Task item =
In the forum thread below, what purpose does the first poster say tar pits were used for long ago?

NAOS
Well-Known Member
When I choose to view a NAOS post I am almost always treated to a guy who believes that discussion equals climbing upon an intellectual high horse and mocking the intelligence and knowledge of his opposition. Since the post above is simply more of the same I'm not going to get into a spat over any of it, but I'm interested to learn if I am the only one here who sees logical inconsistency in claiming that tar pits were used long ago for therapeutic reasons and therefore the value of vast unknown underground oil reserves was already there prior to the technology that we utilize today to exploit them. Yes, I slightly overstated the case that they had no value prior to industrialization, but come on...
Or, maybe your own sensitivities are such that you simply have a hard time with the force of my difference? Perhaps I'm not as big of a problem as you think.
You didn't slightly overstate anything. The terms and colors of what you said were very stark. ...But HeyHey already addressed this issue well enough. Thanks, HeyHey.
I think it would be most accurate to say that I believe the oil reserves gained value to human society as a result of the technology. But yeah, I guess if the paradigm someone is arguing from is anti-capitalism then we're probably going to butt heads from time to time.

Information supplied =

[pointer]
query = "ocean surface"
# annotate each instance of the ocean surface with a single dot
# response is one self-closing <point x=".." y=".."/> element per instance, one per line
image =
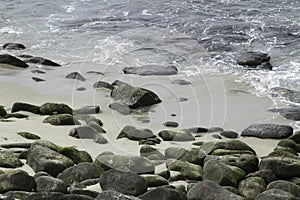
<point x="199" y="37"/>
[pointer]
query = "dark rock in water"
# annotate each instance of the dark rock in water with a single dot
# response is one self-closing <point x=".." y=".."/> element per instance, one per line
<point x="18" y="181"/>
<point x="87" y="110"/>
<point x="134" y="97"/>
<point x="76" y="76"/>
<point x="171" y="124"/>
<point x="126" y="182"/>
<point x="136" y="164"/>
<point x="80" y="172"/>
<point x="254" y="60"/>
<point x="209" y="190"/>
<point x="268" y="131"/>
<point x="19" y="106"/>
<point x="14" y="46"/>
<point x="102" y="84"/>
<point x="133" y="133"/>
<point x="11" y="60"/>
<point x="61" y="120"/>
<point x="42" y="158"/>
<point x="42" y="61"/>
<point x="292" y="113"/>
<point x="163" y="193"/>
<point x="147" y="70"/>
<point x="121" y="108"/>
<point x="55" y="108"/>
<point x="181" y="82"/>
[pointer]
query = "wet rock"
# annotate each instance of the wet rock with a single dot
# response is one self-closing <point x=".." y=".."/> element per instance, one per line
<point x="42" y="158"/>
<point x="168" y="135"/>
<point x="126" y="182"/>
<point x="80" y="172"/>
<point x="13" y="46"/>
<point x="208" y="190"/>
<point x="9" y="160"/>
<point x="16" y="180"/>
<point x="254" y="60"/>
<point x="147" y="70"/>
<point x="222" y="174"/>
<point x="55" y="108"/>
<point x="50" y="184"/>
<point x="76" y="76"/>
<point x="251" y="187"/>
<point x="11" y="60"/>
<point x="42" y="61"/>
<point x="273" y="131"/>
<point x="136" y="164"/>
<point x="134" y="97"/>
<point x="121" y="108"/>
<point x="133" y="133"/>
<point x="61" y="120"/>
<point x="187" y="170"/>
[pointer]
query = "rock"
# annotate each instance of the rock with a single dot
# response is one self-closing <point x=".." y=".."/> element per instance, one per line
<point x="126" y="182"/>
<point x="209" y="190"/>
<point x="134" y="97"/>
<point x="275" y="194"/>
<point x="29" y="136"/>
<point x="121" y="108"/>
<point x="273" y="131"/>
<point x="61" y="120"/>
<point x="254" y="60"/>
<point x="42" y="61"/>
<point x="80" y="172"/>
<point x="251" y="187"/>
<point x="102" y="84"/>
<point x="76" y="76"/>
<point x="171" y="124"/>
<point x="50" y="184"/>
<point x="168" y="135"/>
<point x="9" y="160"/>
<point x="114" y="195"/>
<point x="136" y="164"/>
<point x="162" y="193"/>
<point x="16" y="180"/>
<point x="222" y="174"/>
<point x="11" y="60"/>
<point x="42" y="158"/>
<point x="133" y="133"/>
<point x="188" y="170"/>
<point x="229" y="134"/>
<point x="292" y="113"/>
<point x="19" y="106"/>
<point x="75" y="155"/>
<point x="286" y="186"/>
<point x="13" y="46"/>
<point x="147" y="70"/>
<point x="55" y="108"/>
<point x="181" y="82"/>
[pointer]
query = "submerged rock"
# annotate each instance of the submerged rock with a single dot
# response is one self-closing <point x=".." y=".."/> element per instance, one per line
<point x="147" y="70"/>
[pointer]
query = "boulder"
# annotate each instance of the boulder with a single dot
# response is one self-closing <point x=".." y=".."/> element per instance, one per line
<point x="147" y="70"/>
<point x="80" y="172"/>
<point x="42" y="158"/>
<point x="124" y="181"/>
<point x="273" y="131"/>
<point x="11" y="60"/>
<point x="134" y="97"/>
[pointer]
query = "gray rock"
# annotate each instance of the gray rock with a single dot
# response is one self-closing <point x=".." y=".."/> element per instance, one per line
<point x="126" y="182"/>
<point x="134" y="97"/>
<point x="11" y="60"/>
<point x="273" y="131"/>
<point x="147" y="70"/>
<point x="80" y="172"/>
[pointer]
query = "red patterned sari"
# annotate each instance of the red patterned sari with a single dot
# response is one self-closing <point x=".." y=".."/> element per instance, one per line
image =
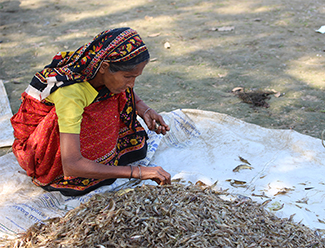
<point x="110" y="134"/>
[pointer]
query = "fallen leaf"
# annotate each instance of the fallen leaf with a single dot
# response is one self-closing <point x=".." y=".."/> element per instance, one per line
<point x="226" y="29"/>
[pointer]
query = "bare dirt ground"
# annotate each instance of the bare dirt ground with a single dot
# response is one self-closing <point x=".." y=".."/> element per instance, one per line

Solution for this task =
Therapeutic reasons.